# [Exercise brief]
Please turn the lines of the entries below, from the line containing "Would you mind pointing out the bicycle wheel" through the last line, into a Markdown table with the columns Row and Line. Give each line its own numbered row and skip any blank lines.

Stored data entries:
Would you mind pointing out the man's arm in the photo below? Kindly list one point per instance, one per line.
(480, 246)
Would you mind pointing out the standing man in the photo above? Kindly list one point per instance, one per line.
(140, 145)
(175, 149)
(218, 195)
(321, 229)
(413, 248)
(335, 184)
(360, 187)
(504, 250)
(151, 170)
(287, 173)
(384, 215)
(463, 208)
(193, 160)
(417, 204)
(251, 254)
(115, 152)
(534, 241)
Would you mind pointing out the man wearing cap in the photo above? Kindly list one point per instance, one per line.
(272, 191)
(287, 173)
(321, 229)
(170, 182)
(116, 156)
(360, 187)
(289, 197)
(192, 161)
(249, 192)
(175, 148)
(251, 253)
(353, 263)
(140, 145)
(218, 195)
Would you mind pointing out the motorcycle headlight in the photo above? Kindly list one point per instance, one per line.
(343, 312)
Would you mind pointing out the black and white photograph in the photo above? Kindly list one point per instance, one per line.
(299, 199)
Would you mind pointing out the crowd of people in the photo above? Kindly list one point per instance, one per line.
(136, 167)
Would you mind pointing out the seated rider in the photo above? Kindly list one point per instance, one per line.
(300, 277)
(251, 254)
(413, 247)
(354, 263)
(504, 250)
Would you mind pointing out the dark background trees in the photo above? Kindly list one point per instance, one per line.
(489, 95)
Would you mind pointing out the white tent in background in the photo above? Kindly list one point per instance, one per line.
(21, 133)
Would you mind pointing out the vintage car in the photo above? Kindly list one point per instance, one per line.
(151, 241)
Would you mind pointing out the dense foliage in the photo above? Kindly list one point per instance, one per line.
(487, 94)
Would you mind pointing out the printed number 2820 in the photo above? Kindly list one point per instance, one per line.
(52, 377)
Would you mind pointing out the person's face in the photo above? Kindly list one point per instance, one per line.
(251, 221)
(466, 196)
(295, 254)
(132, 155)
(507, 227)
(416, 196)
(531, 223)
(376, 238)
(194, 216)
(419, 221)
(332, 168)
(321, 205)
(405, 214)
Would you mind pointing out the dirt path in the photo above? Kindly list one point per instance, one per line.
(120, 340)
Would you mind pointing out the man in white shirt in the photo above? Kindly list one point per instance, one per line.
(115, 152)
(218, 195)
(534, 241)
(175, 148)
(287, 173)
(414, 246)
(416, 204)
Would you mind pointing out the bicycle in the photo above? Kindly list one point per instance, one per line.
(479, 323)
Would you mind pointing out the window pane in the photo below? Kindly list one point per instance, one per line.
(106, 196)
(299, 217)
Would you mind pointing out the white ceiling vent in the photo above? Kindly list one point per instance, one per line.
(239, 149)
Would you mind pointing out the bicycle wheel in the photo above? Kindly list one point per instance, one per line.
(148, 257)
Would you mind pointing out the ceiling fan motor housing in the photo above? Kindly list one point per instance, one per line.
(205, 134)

# [Task response]
| Row | Line |
|---|---|
| 1 | Would you mind pointing out the bicycle wheel in the photo above? Kindly list one point per instance, one per line. |
| 2 | (148, 257) |
| 3 | Would you mind pointing out the ceiling fan motor housing in the photo above? Kindly list one point per instance, one per line. |
| 4 | (205, 134) |